WHAT YOU NEED TO DO:
Each entry is to be reproduced verbatim, and images are to be omitted.

Natural language region descriptions:
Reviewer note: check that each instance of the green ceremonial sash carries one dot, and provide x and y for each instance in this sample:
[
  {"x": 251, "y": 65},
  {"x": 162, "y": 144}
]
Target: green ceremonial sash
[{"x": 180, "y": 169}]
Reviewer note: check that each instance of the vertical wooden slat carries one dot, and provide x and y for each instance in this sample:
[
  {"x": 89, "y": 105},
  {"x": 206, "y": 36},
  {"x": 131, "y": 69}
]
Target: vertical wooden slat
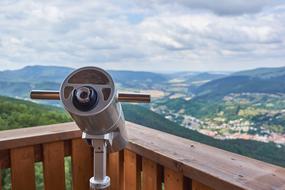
[
  {"x": 114, "y": 170},
  {"x": 199, "y": 186},
  {"x": 151, "y": 175},
  {"x": 122, "y": 170},
  {"x": 172, "y": 180},
  {"x": 22, "y": 168},
  {"x": 54, "y": 175},
  {"x": 187, "y": 183},
  {"x": 132, "y": 171},
  {"x": 82, "y": 168},
  {"x": 0, "y": 179}
]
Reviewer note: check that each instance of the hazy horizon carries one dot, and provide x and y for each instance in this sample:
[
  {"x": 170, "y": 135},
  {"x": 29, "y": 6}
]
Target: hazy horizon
[
  {"x": 162, "y": 72},
  {"x": 158, "y": 36}
]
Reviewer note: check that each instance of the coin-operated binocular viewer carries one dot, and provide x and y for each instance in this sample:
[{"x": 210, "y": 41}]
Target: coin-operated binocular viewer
[{"x": 90, "y": 97}]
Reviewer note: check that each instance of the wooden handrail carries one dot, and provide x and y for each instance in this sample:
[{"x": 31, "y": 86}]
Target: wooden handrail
[{"x": 213, "y": 167}]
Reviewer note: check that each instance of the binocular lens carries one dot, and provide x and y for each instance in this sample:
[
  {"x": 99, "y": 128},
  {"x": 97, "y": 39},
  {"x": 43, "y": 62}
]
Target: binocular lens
[{"x": 84, "y": 98}]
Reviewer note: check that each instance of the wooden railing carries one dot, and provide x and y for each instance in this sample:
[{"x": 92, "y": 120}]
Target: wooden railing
[{"x": 153, "y": 160}]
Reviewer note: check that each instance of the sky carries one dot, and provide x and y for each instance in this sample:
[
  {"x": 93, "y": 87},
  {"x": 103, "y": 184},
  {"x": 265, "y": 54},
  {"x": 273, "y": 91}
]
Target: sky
[{"x": 149, "y": 35}]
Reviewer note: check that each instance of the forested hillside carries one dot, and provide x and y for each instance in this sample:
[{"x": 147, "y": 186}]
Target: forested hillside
[{"x": 18, "y": 113}]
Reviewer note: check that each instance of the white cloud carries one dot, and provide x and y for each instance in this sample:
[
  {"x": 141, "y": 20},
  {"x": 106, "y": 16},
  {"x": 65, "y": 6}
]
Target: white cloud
[{"x": 190, "y": 35}]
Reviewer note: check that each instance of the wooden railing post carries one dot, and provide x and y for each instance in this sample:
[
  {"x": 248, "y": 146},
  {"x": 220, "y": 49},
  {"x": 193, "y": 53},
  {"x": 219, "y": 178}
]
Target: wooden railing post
[
  {"x": 54, "y": 175},
  {"x": 82, "y": 164},
  {"x": 132, "y": 170},
  {"x": 22, "y": 168},
  {"x": 151, "y": 175},
  {"x": 172, "y": 180},
  {"x": 0, "y": 179},
  {"x": 116, "y": 170}
]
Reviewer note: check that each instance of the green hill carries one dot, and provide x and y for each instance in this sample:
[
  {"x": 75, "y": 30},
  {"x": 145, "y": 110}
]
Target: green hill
[
  {"x": 262, "y": 72},
  {"x": 18, "y": 113}
]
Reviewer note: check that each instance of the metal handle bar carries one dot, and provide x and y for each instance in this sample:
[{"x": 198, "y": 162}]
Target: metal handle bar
[{"x": 122, "y": 97}]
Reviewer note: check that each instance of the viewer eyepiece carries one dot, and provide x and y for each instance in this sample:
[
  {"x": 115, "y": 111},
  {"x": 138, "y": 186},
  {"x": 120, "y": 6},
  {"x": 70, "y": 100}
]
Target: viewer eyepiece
[{"x": 84, "y": 98}]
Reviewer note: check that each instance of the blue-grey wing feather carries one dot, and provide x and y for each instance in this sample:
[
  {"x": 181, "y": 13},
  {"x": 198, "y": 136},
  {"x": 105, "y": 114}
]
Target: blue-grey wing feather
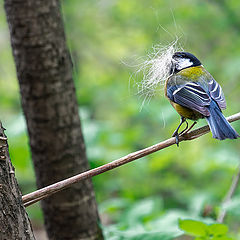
[
  {"x": 190, "y": 95},
  {"x": 217, "y": 94}
]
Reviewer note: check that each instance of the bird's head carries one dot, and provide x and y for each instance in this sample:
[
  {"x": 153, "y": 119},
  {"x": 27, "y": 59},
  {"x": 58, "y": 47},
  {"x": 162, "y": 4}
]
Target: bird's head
[{"x": 181, "y": 60}]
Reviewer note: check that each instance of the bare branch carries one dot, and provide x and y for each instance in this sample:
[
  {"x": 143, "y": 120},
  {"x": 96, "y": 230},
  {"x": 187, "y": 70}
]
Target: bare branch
[{"x": 45, "y": 192}]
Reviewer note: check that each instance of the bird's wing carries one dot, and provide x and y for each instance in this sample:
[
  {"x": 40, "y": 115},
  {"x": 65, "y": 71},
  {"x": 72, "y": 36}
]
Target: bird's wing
[
  {"x": 190, "y": 95},
  {"x": 217, "y": 94}
]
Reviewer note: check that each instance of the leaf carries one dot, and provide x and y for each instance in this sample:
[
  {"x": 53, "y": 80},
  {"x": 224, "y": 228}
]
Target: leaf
[
  {"x": 193, "y": 228},
  {"x": 217, "y": 229}
]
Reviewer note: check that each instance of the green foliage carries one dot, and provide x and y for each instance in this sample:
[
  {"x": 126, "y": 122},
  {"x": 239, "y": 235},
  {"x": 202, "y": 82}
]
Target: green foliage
[
  {"x": 143, "y": 199},
  {"x": 202, "y": 231}
]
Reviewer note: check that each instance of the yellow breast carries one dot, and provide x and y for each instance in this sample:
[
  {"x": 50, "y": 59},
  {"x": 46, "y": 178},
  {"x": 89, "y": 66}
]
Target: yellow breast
[{"x": 193, "y": 72}]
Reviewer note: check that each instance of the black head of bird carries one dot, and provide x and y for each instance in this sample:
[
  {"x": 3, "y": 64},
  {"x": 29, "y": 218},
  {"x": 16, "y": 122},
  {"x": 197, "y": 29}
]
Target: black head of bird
[{"x": 195, "y": 94}]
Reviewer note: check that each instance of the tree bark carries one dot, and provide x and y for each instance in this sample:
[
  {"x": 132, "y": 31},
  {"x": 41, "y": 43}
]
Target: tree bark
[
  {"x": 14, "y": 222},
  {"x": 44, "y": 71}
]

RESPONSE AREA:
Reviewer note: check that each instance of the green ceremonial sash carries one dot, and provide x and y for each instance in this sample:
[
  {"x": 251, "y": 65},
  {"x": 162, "y": 144}
]
Target: green ceremonial sash
[{"x": 180, "y": 169}]
Reviewer note: check that each instance of the vertical wooden slat carries one dot, and provide x and y for each instance in this sample:
[
  {"x": 89, "y": 105},
  {"x": 206, "y": 36},
  {"x": 131, "y": 69}
]
Target: vertical wooden slat
[
  {"x": 114, "y": 170},
  {"x": 199, "y": 186},
  {"x": 151, "y": 175},
  {"x": 122, "y": 170},
  {"x": 172, "y": 180},
  {"x": 22, "y": 168},
  {"x": 54, "y": 175},
  {"x": 187, "y": 183},
  {"x": 132, "y": 171},
  {"x": 82, "y": 168},
  {"x": 0, "y": 179}
]
Reviewer note: check that each instance of the hazy horizon carries one dot, and provide x and y for each instance in this sample:
[
  {"x": 170, "y": 135},
  {"x": 29, "y": 6}
]
Target: hazy horizon
[
  {"x": 162, "y": 72},
  {"x": 158, "y": 36}
]
Reviewer note: check that each instance of the coin-operated binocular viewer carries one dot, and provide x and y for each instance in this sample:
[{"x": 210, "y": 41}]
Target: coin-operated binocular viewer
[{"x": 90, "y": 97}]
Reviewer note: check that each instance of the wooden handrail carries one dot, and provide x and y for each instance in this sample:
[{"x": 31, "y": 86}]
Target: wooden handrail
[{"x": 213, "y": 167}]
Reviewer note: check that each instance of the binocular lens carries one dot, and provide x and y for each instance in this sample:
[
  {"x": 99, "y": 128},
  {"x": 97, "y": 39},
  {"x": 43, "y": 62}
]
Target: binocular lens
[{"x": 84, "y": 98}]
Reviewer note: check that each instance of the wooden railing carries one dot, and provide x and y for each instance in this sample:
[{"x": 92, "y": 120}]
Target: wooden railing
[{"x": 153, "y": 160}]
Reviewer note: check that each instance of the sky carries one dot, and provide x and y for each instance in this sample:
[
  {"x": 93, "y": 87},
  {"x": 103, "y": 184},
  {"x": 265, "y": 54},
  {"x": 273, "y": 91}
]
Target: sky
[{"x": 149, "y": 35}]
Reviewer note: check that each instance of the forested hillside carries one dot, and provide x and y for each instance in this sample:
[{"x": 147, "y": 186}]
Target: forested hillside
[{"x": 18, "y": 113}]
Reviewer note: check that each instance of the white cloud carries one dot, and provide x and y for each instance in this sample:
[
  {"x": 141, "y": 20},
  {"x": 106, "y": 16},
  {"x": 65, "y": 6}
]
Target: white cloud
[{"x": 190, "y": 35}]
Reviewer note: check that each instance of the wooden railing post carries one dot, and provide x and y for each instance in this sample:
[
  {"x": 248, "y": 146},
  {"x": 220, "y": 49},
  {"x": 193, "y": 53},
  {"x": 219, "y": 178}
]
Target: wooden railing post
[
  {"x": 54, "y": 175},
  {"x": 82, "y": 164},
  {"x": 132, "y": 170},
  {"x": 22, "y": 168},
  {"x": 151, "y": 175},
  {"x": 172, "y": 180},
  {"x": 0, "y": 179},
  {"x": 116, "y": 170}
]
Reviewer note: check that each instance of the green hill carries one dot, and provide x and y for each instance in this sample:
[
  {"x": 75, "y": 30},
  {"x": 145, "y": 110}
]
Target: green hill
[
  {"x": 262, "y": 72},
  {"x": 18, "y": 113}
]
Reviewer note: check that each instance of the metal handle bar carries one dot, and provide x and y for each instance in this sample:
[{"x": 198, "y": 162}]
Target: metal handle bar
[{"x": 122, "y": 97}]
Reviewer note: check that each instance of the viewer eyepiece carries one dot, and provide x and y for each instance in this sample:
[
  {"x": 115, "y": 111},
  {"x": 138, "y": 186},
  {"x": 120, "y": 6},
  {"x": 70, "y": 100}
]
Target: viewer eyepiece
[{"x": 84, "y": 98}]
Reviewer note: check that each instance of the blue-grey wing feather carries one dot, and provide x and y for each instance in this sample:
[
  {"x": 181, "y": 13},
  {"x": 198, "y": 136},
  {"x": 105, "y": 114}
]
Target: blue-grey wing feather
[
  {"x": 190, "y": 95},
  {"x": 217, "y": 94}
]
Reviewer note: check that each instance of the bird's head carries one dot, and provide x and y for each instance in this sample:
[
  {"x": 153, "y": 119},
  {"x": 27, "y": 59},
  {"x": 58, "y": 47},
  {"x": 162, "y": 4}
]
Target: bird's head
[{"x": 181, "y": 60}]
Reviewer note: check that each instance of the bare branch carries one dot, and provide x and y for each instance in this sample:
[
  {"x": 143, "y": 120},
  {"x": 96, "y": 230},
  {"x": 187, "y": 70}
]
Target: bare branch
[{"x": 45, "y": 192}]
Reviewer note: check that each instance of the bird's wing carries one dot, and provide x and y for each instance in this sample:
[
  {"x": 40, "y": 115},
  {"x": 65, "y": 71},
  {"x": 72, "y": 36}
]
Target: bird's wing
[
  {"x": 190, "y": 95},
  {"x": 217, "y": 94}
]
Reviewer note: check that each instance of the leaf carries one dot, and provide x and y for each instance in this sample:
[
  {"x": 53, "y": 80},
  {"x": 224, "y": 228}
]
Target: leaf
[
  {"x": 193, "y": 228},
  {"x": 217, "y": 229}
]
Reviewer note: check that each instance of the green foliage carries one dot, and provide x and y for each instance in this sample:
[
  {"x": 126, "y": 122},
  {"x": 239, "y": 235},
  {"x": 202, "y": 82}
]
Target: green foliage
[
  {"x": 143, "y": 199},
  {"x": 202, "y": 231}
]
Reviewer note: check that each instance of the yellow breast carries one dot, and provide x and y for each instance in this sample:
[
  {"x": 50, "y": 59},
  {"x": 46, "y": 178},
  {"x": 89, "y": 66}
]
Target: yellow breast
[{"x": 193, "y": 72}]
Reviewer note: check that each instance of the black head of bird carries one dot, and provide x and y for each instance in this sample:
[
  {"x": 3, "y": 64},
  {"x": 29, "y": 218},
  {"x": 16, "y": 122},
  {"x": 197, "y": 29}
]
Target: black head of bird
[{"x": 195, "y": 94}]
Reviewer note: check that each instance of the tree bark carries one dot, and provide x and y for each instance in this sample:
[
  {"x": 132, "y": 31},
  {"x": 41, "y": 43}
]
Target: tree bark
[
  {"x": 14, "y": 222},
  {"x": 44, "y": 71}
]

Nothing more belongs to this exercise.